(DATA ROWS)
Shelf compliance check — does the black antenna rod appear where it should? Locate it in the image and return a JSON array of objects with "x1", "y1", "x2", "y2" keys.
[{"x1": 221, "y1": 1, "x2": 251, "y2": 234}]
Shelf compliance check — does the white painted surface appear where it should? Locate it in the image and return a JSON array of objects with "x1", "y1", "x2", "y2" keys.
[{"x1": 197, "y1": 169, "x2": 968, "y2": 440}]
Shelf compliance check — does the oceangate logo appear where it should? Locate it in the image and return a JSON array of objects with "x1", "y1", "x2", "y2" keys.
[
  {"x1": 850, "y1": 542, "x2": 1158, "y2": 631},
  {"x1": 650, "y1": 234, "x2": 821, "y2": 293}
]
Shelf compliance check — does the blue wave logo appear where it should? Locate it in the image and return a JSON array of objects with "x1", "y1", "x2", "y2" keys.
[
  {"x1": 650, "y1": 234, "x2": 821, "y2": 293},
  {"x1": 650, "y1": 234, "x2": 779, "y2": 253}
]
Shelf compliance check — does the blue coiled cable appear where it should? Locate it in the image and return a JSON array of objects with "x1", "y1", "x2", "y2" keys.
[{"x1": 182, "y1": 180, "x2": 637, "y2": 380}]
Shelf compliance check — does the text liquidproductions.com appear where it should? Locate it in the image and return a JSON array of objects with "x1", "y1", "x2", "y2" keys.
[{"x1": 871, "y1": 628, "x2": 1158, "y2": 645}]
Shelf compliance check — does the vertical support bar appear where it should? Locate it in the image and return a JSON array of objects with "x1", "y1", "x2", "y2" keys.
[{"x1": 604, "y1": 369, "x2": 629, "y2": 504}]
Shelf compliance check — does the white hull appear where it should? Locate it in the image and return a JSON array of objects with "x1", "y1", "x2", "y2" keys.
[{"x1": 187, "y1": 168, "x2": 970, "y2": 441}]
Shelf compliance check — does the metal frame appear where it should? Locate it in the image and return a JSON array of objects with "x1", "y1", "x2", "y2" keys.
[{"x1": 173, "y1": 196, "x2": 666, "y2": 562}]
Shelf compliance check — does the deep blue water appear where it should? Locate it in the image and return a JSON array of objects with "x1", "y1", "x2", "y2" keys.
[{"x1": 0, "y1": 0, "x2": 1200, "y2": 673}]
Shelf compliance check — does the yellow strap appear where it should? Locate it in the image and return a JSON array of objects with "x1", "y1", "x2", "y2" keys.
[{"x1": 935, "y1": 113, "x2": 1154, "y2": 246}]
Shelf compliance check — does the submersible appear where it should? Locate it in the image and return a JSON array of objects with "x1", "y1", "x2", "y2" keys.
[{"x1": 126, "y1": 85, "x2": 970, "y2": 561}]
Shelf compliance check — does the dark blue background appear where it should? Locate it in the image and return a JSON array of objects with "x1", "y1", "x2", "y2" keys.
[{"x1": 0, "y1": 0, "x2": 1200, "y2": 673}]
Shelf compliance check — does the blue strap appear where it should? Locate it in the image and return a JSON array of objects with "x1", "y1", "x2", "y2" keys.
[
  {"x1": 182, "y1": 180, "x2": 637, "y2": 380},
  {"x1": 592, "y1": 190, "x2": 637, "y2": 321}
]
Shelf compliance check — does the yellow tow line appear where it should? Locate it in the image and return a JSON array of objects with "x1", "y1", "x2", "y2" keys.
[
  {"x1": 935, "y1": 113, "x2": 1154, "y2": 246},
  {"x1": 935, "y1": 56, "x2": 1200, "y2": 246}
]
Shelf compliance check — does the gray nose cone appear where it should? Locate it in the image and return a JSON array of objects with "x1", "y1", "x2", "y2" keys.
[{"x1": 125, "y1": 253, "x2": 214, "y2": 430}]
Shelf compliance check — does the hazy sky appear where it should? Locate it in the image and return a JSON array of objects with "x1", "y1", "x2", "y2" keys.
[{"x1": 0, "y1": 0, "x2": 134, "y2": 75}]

(WHAT THE EXERCISE ASKS) Extract every line of the listing above that contains the string "strap", matching case exactly.

(RESULT FOR THIS TASK)
Shelf compliance check — does the yellow strap appear where it should? Locate it in the image and return a JSON array of objects with "x1", "y1", "x2", "y2" keys.
Shelf compliance check — does the blue strap appear where it should? Locate it in the image and return a JSON array of objects with "x1", "y1", "x2", "y2" keys.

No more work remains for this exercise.